(Image-grounded pointing data)
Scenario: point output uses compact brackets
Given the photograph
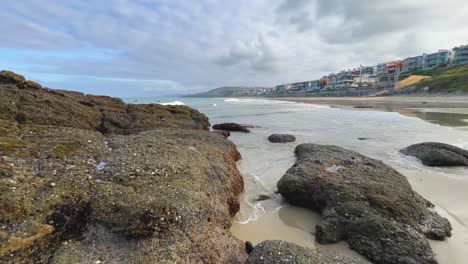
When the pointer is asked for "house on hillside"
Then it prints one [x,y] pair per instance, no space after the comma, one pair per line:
[413,63]
[433,60]
[460,56]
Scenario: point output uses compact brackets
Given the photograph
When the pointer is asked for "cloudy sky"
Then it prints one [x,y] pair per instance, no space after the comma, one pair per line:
[162,47]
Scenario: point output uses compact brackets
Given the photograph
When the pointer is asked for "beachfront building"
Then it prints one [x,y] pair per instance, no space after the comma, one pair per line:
[433,60]
[413,63]
[367,70]
[460,55]
[380,68]
[345,79]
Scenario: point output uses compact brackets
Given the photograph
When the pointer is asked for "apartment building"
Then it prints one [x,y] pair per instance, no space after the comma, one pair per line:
[436,59]
[460,55]
[413,63]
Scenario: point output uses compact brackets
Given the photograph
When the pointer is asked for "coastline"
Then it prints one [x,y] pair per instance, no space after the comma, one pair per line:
[441,110]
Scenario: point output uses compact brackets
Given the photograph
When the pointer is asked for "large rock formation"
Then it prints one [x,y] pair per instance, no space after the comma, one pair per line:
[89,178]
[438,154]
[281,138]
[231,127]
[280,252]
[364,202]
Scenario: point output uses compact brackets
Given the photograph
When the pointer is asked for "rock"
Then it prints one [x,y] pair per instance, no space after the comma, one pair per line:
[248,247]
[262,197]
[11,77]
[279,252]
[363,106]
[438,154]
[167,194]
[364,202]
[30,84]
[223,133]
[231,127]
[281,138]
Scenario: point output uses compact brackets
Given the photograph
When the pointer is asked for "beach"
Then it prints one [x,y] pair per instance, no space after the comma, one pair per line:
[442,110]
[379,132]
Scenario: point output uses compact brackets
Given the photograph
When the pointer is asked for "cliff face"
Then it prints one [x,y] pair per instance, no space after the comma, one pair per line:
[90,178]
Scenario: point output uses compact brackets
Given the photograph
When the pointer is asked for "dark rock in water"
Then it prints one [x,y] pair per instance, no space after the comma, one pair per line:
[365,202]
[437,154]
[262,197]
[167,194]
[363,106]
[281,138]
[280,252]
[248,247]
[223,133]
[231,127]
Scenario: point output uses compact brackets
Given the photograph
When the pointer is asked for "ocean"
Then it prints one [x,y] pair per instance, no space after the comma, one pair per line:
[377,134]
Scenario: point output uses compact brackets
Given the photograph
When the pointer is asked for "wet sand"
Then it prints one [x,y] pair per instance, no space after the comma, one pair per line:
[444,111]
[447,188]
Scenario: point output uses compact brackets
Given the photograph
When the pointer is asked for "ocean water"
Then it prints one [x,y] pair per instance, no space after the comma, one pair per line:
[376,134]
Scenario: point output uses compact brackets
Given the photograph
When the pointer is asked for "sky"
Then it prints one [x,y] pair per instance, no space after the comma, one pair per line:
[145,48]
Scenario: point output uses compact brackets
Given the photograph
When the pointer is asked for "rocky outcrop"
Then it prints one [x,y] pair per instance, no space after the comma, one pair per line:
[11,77]
[89,178]
[281,138]
[438,154]
[233,127]
[279,252]
[364,202]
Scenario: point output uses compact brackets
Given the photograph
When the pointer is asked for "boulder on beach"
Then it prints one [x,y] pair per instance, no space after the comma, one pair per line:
[279,252]
[281,138]
[91,179]
[364,202]
[438,154]
[223,133]
[233,127]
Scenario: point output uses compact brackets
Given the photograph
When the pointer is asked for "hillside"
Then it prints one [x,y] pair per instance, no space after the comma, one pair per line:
[444,81]
[231,91]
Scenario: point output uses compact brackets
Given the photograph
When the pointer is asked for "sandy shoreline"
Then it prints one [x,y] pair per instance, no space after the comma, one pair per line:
[445,111]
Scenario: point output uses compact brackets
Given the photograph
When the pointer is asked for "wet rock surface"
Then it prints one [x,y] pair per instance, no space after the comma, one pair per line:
[438,154]
[280,252]
[233,127]
[91,178]
[281,138]
[364,202]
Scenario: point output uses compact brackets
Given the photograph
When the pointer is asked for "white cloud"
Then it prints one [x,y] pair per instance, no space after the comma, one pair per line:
[197,45]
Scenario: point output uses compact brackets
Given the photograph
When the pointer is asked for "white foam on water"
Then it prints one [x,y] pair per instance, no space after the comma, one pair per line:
[174,103]
[101,165]
[108,145]
[231,100]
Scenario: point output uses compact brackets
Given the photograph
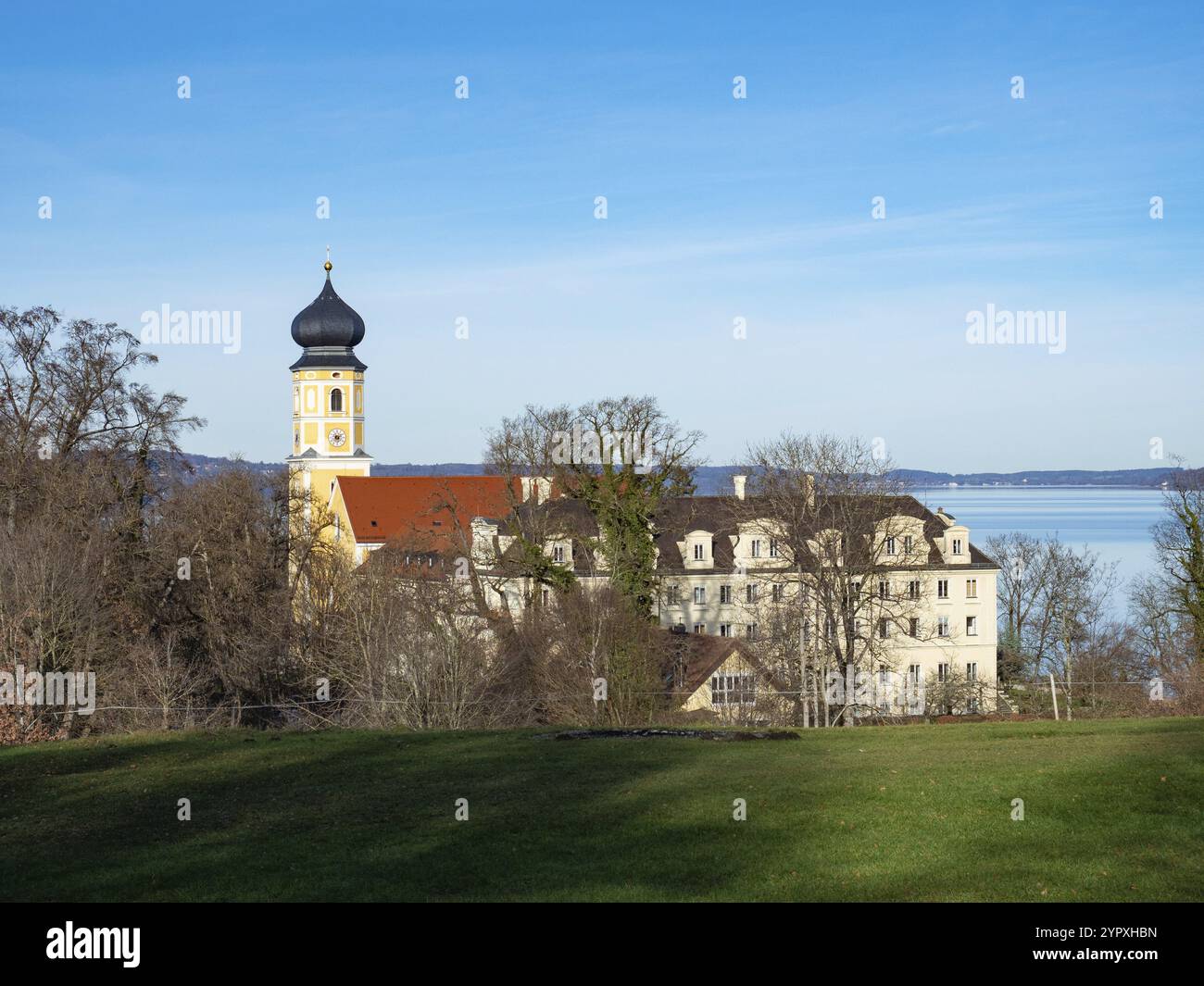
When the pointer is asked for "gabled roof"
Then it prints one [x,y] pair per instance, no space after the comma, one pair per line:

HOW TO COMPLETE THIS TASK >>
Please count the lines above that contain the string "hillside" and reply with the number alone.

FINISHED EXERCISE >>
2